===== Dataset records =====

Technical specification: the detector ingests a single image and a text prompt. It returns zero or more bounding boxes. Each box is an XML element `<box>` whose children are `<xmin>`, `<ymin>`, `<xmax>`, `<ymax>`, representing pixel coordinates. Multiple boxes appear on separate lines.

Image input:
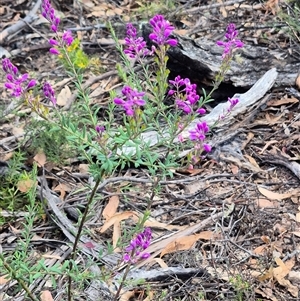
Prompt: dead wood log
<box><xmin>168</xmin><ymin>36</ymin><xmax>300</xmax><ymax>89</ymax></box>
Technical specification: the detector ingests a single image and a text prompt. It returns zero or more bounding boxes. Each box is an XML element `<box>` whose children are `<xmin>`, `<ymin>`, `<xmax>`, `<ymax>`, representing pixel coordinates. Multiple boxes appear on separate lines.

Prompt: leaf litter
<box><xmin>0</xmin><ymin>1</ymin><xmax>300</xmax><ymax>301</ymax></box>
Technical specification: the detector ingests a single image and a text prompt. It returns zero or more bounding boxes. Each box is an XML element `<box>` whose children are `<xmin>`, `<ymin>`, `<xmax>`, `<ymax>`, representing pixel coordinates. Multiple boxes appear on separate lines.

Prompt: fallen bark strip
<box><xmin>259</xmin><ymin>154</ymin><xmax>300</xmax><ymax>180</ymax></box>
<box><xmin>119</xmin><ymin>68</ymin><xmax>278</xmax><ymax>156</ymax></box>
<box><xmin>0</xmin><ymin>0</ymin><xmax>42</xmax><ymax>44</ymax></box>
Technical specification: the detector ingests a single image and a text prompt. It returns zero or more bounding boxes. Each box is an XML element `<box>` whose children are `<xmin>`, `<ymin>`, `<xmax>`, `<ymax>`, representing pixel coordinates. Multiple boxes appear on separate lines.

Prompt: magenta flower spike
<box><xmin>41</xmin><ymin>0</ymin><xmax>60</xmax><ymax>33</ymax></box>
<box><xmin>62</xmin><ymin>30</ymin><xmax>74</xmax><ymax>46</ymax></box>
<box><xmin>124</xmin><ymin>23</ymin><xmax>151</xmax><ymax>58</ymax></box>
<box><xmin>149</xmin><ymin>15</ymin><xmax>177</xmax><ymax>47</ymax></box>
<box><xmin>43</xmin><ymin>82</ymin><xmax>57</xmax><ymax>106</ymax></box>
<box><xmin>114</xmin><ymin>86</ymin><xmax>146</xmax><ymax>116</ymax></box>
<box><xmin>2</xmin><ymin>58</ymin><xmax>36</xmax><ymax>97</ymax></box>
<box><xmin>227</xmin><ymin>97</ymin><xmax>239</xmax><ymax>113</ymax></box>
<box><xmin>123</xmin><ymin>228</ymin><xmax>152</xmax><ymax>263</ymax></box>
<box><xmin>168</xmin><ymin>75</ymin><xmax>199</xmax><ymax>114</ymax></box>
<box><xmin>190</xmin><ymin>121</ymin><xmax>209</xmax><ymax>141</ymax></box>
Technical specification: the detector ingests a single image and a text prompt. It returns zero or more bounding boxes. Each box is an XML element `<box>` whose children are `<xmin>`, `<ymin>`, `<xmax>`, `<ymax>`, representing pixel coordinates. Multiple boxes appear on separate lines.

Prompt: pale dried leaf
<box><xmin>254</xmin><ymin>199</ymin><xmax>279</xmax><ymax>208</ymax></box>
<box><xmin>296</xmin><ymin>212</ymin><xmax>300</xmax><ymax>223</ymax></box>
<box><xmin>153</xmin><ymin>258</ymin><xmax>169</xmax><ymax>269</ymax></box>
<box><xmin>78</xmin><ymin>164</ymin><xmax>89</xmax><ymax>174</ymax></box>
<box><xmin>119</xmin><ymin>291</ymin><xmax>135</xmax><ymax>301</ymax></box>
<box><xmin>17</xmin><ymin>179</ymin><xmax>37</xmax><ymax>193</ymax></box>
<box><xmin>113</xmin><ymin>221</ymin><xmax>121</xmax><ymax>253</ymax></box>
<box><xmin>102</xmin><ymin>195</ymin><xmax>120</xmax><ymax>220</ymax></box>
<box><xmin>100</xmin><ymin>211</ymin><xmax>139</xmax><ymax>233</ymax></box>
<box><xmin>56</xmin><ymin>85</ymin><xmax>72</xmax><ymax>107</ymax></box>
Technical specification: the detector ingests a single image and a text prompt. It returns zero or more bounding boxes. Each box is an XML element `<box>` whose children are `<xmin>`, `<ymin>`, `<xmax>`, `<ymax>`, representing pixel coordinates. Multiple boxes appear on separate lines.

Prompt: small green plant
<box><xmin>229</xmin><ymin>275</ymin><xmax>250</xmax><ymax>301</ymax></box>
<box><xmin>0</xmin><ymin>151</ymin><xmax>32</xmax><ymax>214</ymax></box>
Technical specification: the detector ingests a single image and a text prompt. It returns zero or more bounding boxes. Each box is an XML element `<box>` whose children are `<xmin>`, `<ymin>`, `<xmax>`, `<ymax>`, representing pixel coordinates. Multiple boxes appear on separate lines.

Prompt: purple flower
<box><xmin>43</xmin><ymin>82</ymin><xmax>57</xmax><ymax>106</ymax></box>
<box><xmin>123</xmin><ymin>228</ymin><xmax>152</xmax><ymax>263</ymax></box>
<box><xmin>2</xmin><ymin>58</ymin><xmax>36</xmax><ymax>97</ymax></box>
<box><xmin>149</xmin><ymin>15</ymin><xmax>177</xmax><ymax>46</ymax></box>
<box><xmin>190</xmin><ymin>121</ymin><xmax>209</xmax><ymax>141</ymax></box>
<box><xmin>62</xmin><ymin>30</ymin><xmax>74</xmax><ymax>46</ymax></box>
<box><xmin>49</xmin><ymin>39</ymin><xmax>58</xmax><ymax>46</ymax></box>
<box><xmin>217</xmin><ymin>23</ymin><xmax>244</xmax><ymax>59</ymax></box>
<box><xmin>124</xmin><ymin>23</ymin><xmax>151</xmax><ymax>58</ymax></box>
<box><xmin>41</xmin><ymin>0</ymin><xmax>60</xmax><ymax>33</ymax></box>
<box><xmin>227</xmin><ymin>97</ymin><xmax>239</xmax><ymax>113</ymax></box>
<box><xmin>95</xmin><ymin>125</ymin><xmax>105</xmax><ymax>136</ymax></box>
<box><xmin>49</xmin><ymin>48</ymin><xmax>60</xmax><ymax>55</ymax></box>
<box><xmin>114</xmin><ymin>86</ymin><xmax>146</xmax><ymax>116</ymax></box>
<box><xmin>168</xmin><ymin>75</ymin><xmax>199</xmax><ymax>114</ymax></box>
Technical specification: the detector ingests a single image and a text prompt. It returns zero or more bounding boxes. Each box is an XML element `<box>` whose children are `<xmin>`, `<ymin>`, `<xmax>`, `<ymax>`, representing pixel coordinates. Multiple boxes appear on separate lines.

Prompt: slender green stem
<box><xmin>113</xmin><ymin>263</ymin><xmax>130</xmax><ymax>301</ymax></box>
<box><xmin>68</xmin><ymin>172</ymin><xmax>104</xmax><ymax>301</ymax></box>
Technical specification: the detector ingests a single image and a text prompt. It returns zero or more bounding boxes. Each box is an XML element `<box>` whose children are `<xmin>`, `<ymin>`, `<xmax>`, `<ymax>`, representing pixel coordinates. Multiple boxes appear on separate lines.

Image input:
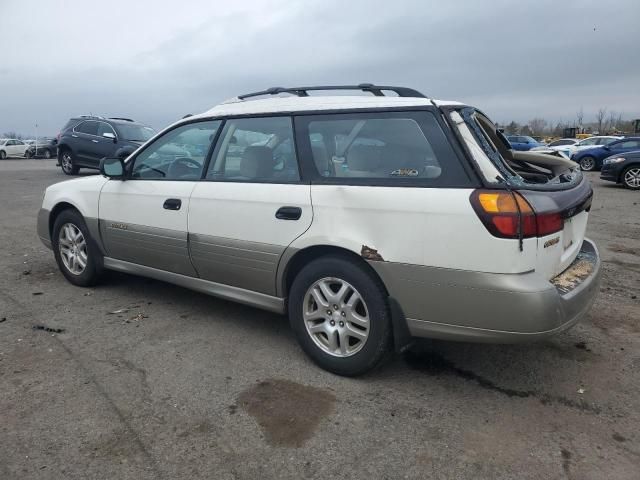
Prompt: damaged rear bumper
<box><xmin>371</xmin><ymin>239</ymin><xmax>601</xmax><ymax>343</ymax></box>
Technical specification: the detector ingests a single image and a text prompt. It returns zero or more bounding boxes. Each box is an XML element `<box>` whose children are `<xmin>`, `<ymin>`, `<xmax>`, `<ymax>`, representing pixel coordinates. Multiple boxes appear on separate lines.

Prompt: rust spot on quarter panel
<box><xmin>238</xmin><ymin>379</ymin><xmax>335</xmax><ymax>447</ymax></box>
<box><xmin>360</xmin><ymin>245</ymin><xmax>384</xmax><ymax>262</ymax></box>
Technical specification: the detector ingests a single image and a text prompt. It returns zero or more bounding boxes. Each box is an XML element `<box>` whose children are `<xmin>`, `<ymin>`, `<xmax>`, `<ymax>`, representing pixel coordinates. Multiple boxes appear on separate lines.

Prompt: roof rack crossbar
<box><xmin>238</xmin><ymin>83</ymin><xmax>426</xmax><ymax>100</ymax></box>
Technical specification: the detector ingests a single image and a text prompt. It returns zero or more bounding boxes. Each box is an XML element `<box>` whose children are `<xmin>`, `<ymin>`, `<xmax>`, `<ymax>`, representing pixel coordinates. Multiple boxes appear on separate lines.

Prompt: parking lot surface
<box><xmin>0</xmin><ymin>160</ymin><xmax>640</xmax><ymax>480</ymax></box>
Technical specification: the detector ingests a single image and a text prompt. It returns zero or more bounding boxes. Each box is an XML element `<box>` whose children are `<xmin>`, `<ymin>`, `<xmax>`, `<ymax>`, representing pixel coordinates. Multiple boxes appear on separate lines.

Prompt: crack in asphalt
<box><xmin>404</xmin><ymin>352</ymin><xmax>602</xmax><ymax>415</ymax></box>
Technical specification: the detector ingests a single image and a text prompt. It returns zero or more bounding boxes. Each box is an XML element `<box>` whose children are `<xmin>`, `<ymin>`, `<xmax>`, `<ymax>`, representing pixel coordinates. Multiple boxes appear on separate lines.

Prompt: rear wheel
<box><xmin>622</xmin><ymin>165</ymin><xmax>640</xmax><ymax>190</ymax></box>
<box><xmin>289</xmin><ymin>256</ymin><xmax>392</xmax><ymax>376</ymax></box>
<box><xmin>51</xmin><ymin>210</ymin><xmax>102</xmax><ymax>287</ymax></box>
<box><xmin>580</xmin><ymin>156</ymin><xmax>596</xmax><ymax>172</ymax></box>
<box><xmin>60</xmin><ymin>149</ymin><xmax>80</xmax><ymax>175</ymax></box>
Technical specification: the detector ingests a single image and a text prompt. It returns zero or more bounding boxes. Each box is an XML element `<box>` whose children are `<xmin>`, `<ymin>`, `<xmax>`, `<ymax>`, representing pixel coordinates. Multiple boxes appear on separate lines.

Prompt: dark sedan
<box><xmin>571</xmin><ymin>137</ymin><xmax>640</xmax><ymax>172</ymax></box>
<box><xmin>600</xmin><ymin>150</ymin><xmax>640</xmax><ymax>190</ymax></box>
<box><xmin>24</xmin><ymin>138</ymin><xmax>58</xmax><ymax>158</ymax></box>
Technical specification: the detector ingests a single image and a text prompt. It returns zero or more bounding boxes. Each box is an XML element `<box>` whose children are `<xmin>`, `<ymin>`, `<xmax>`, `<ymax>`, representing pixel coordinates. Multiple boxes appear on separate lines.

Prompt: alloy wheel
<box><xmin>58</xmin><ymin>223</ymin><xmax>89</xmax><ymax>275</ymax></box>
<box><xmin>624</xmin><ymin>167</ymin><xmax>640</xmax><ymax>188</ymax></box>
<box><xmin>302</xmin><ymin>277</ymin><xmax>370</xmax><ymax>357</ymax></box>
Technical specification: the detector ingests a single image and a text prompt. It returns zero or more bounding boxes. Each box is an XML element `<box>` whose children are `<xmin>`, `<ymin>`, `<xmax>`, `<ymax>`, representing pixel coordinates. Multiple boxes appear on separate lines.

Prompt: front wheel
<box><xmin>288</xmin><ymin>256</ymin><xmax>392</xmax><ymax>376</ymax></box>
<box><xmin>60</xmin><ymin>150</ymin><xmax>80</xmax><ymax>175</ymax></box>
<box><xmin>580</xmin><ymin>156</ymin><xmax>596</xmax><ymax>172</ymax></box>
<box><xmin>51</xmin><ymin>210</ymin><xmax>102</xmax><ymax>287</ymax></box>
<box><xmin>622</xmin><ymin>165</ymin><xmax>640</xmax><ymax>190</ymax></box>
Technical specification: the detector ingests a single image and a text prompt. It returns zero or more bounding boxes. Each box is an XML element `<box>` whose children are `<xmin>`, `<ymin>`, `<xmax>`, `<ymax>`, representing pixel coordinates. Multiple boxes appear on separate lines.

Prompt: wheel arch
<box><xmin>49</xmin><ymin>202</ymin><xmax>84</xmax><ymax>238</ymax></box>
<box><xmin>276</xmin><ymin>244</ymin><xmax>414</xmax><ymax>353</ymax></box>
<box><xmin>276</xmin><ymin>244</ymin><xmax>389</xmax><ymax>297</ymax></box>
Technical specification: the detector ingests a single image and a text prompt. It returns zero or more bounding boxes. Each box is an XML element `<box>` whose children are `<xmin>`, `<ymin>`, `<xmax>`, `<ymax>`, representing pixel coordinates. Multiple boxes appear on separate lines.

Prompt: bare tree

=====

• Given task: Return each line of the rows above that contains the word "rear".

• Written solution:
Prompt: damaged rear bumper
Prompt: rear wheel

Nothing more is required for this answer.